Copy word for word the lines in the records below, starting at the line that contains "Task: in the photo above, where can the black lanyard" and ending after the line that contains "x=290, y=397".

• Data for the task:
........
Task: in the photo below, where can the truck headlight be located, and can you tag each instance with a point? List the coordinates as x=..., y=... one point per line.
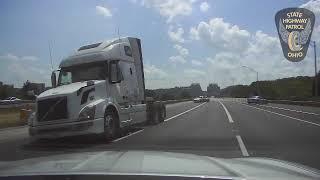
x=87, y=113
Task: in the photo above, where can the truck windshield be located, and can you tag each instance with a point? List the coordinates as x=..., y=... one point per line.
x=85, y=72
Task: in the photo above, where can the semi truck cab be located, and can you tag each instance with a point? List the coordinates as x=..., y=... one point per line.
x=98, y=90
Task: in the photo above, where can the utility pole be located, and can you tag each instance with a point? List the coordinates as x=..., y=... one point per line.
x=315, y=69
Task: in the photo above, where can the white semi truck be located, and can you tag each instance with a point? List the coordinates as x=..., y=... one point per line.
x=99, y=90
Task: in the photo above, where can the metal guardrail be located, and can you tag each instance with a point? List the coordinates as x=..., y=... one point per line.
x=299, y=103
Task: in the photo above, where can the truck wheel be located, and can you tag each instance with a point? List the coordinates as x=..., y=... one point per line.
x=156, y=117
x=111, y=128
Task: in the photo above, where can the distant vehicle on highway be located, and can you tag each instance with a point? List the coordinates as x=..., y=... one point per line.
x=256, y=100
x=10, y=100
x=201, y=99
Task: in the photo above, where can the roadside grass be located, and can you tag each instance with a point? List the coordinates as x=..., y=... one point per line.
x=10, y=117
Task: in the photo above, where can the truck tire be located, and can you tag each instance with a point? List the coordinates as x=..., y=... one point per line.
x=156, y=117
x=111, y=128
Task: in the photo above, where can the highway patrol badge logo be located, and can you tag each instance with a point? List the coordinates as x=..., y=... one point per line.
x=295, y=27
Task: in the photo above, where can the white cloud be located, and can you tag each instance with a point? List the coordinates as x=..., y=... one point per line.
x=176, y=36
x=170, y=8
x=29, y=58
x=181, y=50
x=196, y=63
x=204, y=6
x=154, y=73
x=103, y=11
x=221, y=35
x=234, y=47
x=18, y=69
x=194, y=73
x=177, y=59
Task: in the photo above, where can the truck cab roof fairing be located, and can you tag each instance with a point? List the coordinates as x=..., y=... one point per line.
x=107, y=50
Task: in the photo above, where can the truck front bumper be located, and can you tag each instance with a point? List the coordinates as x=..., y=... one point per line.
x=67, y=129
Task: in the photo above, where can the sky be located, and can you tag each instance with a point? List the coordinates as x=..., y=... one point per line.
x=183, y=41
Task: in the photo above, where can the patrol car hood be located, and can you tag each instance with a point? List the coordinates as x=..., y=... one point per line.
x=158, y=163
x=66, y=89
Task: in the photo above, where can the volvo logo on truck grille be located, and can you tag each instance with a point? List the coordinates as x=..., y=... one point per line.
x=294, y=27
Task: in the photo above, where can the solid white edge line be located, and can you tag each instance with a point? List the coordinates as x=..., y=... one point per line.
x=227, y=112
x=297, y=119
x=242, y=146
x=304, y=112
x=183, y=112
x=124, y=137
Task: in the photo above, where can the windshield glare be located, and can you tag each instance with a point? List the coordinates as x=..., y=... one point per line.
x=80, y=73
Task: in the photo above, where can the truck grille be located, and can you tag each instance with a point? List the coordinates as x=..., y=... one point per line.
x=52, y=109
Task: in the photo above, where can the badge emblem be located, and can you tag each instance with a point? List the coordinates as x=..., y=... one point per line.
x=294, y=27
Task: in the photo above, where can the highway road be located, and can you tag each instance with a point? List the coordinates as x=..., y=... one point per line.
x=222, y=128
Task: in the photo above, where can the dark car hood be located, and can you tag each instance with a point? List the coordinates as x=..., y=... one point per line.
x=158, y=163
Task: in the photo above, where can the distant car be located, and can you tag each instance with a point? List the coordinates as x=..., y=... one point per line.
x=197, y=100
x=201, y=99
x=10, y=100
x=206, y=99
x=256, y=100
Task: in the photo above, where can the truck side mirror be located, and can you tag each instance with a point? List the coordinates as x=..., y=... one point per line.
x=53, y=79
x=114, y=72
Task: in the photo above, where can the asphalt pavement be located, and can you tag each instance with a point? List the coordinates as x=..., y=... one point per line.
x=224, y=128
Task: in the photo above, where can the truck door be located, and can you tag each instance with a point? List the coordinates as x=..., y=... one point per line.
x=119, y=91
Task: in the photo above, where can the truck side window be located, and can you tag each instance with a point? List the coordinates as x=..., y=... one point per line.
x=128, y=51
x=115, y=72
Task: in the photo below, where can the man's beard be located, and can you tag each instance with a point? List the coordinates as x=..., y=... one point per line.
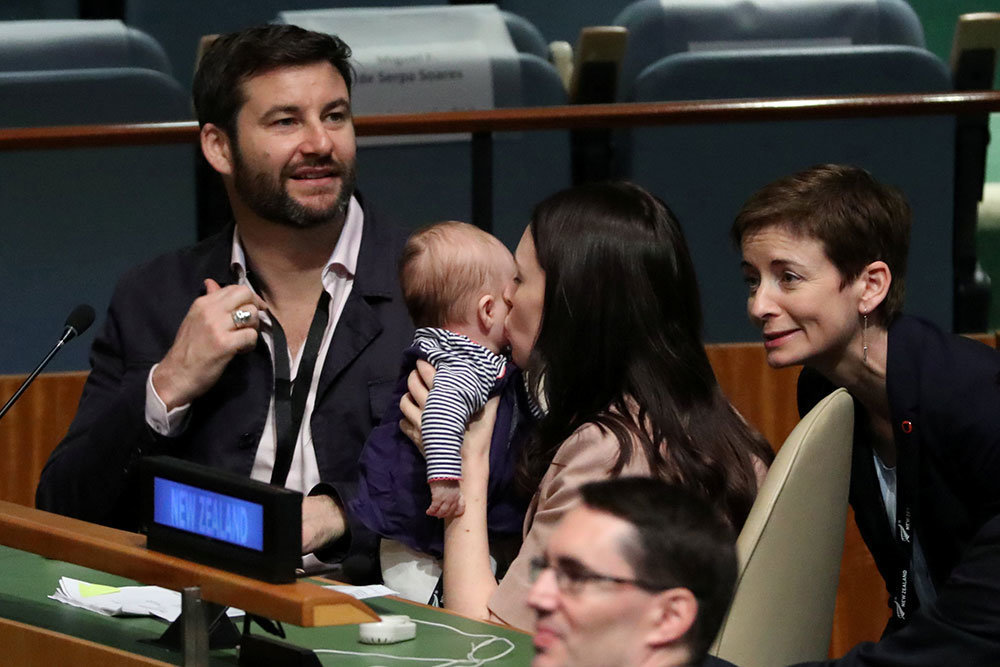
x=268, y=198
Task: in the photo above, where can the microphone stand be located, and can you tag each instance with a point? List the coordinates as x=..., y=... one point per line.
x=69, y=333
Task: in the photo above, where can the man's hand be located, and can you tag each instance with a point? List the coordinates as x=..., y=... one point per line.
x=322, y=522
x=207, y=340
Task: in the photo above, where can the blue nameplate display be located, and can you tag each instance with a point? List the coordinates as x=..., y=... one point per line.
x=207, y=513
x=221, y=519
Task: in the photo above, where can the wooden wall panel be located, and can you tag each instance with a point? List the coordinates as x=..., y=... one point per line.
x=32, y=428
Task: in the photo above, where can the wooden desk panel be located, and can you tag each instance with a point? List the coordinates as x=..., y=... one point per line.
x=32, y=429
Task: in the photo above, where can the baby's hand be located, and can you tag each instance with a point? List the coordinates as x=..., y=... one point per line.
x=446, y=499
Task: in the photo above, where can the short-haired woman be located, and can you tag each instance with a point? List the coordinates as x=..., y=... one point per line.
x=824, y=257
........
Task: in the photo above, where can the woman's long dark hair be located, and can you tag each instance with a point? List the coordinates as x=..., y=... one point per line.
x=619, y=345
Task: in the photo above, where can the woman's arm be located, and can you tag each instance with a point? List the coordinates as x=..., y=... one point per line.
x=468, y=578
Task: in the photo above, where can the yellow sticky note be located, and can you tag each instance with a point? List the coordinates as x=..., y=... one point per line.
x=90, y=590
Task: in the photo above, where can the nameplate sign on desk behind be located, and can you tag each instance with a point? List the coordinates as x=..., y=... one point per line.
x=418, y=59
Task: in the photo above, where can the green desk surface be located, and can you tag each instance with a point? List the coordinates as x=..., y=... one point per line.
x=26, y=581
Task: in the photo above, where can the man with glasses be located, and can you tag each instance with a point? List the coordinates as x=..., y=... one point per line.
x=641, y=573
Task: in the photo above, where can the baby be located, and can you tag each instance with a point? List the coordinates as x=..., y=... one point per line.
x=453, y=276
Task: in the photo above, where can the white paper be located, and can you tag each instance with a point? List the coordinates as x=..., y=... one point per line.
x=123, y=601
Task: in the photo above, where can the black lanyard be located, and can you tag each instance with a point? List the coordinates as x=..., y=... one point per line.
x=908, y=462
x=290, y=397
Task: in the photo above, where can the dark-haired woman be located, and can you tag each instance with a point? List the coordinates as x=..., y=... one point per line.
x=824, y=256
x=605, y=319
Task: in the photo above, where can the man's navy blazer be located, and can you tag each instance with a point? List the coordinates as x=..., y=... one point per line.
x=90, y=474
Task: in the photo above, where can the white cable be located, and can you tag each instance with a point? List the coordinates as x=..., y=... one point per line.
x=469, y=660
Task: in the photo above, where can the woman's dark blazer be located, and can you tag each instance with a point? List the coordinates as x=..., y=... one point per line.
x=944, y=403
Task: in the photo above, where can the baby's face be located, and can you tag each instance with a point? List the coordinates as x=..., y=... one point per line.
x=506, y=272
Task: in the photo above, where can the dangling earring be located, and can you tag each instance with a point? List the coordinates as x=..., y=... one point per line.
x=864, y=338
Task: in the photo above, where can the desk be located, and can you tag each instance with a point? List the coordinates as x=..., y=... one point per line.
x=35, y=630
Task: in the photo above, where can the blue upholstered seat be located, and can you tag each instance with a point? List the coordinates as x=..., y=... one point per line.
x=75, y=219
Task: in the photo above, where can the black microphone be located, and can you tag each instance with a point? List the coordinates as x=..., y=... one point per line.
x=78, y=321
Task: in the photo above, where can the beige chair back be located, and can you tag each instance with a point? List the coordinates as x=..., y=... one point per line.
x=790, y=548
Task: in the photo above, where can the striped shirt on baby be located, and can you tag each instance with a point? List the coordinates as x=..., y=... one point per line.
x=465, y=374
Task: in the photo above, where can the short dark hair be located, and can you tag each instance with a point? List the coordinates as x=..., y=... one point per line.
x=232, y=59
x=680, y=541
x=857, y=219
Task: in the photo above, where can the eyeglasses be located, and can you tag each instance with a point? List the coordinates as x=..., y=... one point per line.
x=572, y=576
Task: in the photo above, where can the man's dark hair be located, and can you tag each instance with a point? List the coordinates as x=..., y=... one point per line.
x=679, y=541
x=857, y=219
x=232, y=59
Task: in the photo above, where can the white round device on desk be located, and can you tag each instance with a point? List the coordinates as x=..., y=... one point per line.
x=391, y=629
........
• Result of the exercise:
Task: in the photo above, where can the black lanyard be located, and can you tag each instance with a point? List the coordinates as x=..., y=... one point per line.
x=908, y=462
x=290, y=397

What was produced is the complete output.